What the task asks →
Copy out the rows verbatim, beginning at the line containing "Mark the region of every instance of the black" and ending after the line containing "129L221 130L223 130L225".
── Excerpted data
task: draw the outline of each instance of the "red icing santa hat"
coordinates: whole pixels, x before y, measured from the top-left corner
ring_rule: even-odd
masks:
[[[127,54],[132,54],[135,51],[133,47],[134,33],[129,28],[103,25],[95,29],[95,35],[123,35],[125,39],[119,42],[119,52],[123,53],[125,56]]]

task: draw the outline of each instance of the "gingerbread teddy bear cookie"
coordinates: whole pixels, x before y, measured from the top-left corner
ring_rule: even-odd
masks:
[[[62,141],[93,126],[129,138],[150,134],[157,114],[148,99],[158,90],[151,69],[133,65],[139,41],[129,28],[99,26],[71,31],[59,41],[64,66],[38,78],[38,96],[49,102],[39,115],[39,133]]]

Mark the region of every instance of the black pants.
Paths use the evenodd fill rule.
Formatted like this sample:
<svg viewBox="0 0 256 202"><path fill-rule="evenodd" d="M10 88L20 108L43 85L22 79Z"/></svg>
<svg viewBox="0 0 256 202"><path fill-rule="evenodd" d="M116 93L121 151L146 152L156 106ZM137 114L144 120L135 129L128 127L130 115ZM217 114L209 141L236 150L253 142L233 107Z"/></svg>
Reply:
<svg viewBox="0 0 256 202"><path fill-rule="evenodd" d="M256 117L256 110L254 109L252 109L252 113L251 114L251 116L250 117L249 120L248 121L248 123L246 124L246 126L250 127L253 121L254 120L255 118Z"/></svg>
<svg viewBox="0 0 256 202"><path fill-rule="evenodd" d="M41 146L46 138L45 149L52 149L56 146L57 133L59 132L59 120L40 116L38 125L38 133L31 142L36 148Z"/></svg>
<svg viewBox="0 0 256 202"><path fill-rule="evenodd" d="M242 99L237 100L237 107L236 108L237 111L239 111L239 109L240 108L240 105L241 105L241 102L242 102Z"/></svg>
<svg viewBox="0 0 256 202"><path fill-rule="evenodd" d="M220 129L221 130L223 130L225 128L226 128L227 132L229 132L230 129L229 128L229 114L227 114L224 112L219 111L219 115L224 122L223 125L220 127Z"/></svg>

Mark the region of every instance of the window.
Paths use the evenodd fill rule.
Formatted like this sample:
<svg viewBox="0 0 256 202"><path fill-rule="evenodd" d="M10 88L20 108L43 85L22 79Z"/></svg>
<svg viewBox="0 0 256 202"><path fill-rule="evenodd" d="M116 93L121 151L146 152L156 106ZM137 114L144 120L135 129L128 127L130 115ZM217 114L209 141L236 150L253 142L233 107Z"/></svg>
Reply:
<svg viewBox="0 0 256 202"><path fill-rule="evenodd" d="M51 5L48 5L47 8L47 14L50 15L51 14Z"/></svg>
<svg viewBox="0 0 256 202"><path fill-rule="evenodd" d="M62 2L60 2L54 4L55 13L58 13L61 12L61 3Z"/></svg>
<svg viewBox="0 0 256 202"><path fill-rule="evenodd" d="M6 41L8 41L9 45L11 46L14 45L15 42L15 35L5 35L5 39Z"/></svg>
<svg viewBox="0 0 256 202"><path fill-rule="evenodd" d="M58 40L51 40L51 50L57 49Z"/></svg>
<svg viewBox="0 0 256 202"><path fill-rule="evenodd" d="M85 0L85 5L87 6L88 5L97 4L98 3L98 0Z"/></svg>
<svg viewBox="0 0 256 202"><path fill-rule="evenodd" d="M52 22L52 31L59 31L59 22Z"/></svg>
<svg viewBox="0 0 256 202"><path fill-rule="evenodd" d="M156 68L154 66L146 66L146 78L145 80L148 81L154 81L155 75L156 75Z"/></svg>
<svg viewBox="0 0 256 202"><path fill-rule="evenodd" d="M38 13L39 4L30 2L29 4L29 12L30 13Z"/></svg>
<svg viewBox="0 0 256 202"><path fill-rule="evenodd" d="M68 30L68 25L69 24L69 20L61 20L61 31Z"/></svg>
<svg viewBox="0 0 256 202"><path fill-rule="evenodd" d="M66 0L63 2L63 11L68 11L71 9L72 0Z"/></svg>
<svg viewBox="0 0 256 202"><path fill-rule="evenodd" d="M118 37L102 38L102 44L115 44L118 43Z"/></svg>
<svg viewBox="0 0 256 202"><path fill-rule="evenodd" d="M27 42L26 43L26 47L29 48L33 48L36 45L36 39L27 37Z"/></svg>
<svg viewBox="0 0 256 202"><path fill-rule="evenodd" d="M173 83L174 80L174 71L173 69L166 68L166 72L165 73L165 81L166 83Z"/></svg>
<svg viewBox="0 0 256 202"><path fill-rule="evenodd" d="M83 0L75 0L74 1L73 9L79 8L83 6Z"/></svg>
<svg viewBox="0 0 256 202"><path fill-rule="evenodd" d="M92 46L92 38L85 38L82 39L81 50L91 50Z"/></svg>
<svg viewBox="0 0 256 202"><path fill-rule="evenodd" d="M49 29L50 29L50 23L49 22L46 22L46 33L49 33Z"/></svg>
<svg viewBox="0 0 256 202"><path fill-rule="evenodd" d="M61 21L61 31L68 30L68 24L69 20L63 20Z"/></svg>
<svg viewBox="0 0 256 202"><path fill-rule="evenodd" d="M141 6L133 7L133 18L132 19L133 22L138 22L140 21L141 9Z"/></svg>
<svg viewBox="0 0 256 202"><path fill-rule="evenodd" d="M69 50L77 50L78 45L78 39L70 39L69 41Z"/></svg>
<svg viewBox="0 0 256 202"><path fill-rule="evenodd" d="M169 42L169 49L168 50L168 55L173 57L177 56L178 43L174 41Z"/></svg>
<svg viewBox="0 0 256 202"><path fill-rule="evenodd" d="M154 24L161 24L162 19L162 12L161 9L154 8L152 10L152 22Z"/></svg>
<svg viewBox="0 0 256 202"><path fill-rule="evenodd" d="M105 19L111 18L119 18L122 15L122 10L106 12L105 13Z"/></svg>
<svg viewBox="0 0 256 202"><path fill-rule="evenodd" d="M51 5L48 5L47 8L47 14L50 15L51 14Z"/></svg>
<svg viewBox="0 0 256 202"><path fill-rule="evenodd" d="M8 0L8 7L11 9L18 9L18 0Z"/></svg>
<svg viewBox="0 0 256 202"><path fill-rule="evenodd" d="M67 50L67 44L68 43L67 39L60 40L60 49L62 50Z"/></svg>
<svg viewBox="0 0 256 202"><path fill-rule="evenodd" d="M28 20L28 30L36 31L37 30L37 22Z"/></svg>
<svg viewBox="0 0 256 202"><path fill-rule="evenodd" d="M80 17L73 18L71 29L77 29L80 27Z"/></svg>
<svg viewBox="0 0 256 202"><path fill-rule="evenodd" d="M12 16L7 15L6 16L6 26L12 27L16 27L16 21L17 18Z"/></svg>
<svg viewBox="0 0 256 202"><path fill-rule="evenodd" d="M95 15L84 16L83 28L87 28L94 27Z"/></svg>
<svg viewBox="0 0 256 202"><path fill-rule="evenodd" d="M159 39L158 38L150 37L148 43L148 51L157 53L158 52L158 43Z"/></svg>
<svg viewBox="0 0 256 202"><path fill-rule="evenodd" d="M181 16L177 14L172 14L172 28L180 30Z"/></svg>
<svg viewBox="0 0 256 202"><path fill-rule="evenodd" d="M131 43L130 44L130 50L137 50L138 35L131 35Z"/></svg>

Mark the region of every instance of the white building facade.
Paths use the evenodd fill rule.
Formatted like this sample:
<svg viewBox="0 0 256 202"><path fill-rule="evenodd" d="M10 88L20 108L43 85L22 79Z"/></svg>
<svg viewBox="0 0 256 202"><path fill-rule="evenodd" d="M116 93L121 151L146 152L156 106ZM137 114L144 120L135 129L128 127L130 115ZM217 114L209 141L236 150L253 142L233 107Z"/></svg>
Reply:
────
── Excerpted data
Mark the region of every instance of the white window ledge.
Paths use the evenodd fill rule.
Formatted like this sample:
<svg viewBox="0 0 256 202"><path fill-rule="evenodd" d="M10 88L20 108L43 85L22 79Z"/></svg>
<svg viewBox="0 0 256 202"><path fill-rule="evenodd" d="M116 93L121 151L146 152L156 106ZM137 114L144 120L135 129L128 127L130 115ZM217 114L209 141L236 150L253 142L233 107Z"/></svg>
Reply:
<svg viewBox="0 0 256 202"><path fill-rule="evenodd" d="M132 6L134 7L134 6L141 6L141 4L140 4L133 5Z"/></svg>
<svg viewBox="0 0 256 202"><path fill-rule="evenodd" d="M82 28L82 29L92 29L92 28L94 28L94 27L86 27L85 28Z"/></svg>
────
Correct answer →
Mark the region of every instance of the black pants.
Paths use the evenodd fill rule.
Formatted like this sample:
<svg viewBox="0 0 256 202"><path fill-rule="evenodd" d="M10 88L20 108L43 85L22 79Z"/></svg>
<svg viewBox="0 0 256 202"><path fill-rule="evenodd" d="M116 93L121 151L146 152L156 106ZM137 114L144 120L135 129L128 127L130 115ZM217 114L209 141L236 150L253 142L233 107Z"/></svg>
Reply:
<svg viewBox="0 0 256 202"><path fill-rule="evenodd" d="M256 117L256 110L254 109L252 109L252 113L251 114L251 116L250 117L249 120L248 121L248 123L246 124L246 126L250 127L253 121L254 120L255 118Z"/></svg>
<svg viewBox="0 0 256 202"><path fill-rule="evenodd" d="M41 146L46 138L45 149L52 149L56 146L57 133L59 132L59 120L40 116L38 125L38 133L31 142L36 148Z"/></svg>
<svg viewBox="0 0 256 202"><path fill-rule="evenodd" d="M242 99L237 100L237 107L236 108L237 111L239 111L239 109L240 108L240 105L241 105L241 102L242 102Z"/></svg>
<svg viewBox="0 0 256 202"><path fill-rule="evenodd" d="M220 129L221 130L223 130L225 128L226 128L227 132L229 132L230 129L229 128L229 114L227 114L224 112L219 111L219 115L224 122L223 125L220 127Z"/></svg>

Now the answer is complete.